(Outline labeling records)
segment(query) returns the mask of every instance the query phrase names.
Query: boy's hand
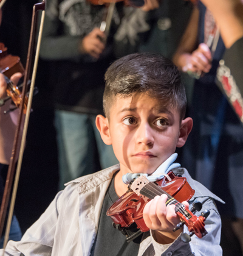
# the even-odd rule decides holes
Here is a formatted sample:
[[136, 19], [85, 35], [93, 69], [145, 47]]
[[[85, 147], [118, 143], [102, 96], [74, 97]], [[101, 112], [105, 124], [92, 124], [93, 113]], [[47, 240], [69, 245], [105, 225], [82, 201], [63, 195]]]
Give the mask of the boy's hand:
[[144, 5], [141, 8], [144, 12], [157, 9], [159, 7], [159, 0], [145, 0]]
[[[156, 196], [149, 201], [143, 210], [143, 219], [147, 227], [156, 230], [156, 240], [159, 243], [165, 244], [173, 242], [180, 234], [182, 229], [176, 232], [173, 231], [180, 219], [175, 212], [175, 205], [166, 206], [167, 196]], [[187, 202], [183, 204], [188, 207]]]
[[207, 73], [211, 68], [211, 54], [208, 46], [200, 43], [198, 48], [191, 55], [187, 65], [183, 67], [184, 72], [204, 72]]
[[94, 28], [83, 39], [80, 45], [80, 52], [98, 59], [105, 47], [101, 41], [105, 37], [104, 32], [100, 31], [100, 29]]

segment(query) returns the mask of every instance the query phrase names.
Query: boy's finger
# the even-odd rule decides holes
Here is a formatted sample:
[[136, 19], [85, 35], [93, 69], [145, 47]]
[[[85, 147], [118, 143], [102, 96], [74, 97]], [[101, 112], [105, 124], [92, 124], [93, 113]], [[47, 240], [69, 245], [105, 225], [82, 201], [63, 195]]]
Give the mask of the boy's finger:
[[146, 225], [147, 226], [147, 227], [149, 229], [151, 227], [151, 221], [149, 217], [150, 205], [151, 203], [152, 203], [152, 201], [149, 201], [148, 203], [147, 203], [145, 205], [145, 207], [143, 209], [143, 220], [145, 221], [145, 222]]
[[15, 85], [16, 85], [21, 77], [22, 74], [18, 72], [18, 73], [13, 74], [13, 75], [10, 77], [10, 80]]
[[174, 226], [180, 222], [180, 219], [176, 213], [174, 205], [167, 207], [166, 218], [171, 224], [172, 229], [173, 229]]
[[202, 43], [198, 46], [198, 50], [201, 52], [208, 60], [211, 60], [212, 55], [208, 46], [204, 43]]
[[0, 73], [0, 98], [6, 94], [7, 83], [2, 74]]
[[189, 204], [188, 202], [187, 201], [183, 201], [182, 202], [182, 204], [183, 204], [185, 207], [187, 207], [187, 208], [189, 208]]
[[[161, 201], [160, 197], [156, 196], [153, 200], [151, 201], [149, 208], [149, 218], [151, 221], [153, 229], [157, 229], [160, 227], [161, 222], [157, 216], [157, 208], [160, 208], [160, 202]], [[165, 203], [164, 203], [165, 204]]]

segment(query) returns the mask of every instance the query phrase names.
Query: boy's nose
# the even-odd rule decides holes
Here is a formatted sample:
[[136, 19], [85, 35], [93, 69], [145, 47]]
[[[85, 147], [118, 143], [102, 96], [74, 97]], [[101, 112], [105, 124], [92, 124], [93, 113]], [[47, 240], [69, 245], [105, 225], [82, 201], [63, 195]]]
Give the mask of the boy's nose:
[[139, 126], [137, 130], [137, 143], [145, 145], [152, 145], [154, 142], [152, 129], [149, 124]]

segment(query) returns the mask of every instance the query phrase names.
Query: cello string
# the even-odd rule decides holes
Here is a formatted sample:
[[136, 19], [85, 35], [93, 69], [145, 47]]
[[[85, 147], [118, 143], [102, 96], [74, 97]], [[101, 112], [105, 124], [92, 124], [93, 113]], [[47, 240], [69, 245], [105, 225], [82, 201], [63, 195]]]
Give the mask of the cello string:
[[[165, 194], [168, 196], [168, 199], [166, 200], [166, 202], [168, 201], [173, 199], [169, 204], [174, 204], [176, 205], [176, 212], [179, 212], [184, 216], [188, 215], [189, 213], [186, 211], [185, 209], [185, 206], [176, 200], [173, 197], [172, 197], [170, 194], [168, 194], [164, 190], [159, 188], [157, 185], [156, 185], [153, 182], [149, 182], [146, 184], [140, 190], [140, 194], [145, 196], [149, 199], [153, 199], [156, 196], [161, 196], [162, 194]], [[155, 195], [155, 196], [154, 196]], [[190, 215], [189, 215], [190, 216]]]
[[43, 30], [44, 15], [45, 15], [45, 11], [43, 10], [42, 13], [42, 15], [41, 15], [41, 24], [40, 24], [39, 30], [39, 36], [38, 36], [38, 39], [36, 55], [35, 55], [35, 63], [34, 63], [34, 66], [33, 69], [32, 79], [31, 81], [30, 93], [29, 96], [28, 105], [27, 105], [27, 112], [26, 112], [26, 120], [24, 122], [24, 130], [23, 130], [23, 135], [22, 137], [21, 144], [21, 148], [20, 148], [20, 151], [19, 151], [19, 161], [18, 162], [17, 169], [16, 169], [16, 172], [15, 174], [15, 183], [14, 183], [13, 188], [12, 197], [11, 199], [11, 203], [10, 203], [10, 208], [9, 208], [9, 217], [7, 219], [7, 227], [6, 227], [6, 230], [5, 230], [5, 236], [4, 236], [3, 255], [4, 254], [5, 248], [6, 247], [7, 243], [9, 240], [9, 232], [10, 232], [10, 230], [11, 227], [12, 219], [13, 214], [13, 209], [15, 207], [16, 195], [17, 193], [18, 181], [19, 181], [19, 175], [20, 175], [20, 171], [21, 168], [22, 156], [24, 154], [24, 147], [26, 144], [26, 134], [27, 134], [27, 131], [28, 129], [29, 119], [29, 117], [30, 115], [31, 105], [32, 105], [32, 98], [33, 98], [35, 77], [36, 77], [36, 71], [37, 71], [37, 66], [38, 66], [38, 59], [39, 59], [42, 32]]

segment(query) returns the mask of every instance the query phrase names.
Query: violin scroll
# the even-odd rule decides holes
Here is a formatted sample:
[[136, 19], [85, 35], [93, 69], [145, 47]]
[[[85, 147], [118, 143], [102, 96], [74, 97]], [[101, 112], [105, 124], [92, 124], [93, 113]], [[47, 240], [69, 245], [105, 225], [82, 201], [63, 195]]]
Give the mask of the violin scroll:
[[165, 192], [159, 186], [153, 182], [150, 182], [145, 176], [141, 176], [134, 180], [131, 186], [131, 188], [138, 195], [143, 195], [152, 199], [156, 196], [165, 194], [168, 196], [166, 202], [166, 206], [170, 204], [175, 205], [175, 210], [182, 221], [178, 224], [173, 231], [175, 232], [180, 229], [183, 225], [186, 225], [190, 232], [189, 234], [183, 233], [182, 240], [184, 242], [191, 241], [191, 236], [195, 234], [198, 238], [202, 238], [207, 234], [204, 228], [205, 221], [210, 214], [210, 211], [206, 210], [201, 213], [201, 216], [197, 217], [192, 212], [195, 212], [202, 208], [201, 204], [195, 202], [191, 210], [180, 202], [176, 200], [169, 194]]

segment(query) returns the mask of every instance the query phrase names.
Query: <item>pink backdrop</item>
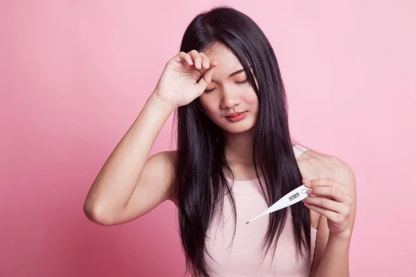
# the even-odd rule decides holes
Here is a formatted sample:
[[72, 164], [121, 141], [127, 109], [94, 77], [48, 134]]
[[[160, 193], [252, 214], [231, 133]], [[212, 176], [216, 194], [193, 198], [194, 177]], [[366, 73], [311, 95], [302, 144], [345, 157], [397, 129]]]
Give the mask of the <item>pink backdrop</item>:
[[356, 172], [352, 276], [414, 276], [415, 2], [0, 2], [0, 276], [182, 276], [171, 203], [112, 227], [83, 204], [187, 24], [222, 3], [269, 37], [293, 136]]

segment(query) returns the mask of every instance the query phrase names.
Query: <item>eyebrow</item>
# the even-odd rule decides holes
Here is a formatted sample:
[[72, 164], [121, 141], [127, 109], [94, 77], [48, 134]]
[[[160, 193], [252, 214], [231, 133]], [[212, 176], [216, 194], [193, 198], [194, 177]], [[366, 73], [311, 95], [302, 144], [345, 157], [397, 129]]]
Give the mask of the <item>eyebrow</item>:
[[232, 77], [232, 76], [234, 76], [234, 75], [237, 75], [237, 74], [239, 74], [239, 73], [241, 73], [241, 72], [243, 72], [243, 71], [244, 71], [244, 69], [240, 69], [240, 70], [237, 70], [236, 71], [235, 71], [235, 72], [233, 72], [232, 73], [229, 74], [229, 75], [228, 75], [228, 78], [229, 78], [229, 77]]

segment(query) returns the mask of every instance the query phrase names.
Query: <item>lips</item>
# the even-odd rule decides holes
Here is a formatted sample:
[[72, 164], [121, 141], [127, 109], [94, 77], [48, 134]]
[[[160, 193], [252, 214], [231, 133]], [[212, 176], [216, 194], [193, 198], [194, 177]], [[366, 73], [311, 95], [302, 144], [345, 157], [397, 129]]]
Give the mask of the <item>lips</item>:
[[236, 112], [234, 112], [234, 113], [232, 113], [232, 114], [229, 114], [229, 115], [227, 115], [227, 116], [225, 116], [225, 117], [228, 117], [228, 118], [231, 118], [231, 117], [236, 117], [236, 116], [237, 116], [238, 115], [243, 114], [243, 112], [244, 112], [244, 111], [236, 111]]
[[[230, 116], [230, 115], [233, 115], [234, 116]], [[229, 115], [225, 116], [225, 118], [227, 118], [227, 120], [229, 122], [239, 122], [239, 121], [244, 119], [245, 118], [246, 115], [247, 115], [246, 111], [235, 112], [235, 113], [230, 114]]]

...

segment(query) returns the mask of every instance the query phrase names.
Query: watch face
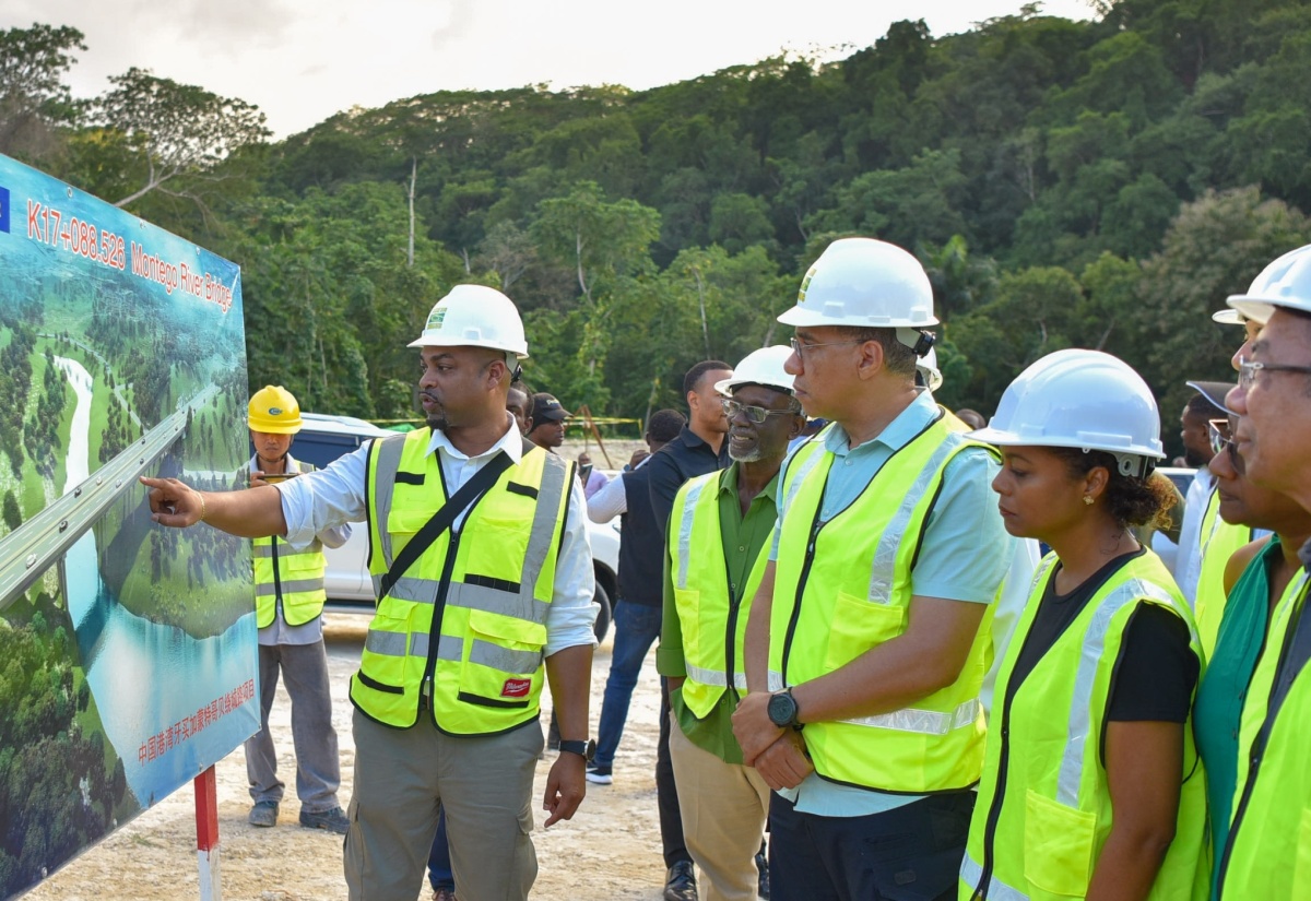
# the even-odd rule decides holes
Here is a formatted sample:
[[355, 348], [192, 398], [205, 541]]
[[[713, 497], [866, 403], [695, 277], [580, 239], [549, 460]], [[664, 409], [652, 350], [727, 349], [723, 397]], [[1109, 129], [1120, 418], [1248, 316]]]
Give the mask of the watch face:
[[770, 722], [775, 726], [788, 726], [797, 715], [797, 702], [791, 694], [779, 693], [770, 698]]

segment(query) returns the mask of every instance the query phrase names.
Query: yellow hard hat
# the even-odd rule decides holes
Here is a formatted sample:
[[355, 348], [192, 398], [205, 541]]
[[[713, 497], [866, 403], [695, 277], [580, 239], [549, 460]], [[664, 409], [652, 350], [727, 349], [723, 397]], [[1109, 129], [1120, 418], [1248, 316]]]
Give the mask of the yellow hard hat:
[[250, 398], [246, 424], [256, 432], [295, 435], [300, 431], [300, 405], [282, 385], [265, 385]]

* * *

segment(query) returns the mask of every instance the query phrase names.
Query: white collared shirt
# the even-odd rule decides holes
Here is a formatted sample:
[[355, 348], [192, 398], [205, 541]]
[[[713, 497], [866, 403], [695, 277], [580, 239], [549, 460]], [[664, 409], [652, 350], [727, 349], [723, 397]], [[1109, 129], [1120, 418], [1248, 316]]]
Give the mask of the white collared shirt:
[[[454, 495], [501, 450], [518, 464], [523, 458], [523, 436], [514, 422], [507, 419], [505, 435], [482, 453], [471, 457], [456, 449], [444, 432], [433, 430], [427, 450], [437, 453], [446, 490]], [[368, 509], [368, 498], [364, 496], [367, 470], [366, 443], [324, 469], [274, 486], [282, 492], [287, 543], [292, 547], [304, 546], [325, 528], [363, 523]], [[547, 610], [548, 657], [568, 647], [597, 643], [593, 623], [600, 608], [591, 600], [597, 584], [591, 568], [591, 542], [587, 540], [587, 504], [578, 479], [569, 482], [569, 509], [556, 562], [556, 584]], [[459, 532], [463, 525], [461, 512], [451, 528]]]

Task details:
Report each line of the listing above that contains the word "hard".

Completed task:
Query: yellow hard hat
Give the mask of the yellow hard hat:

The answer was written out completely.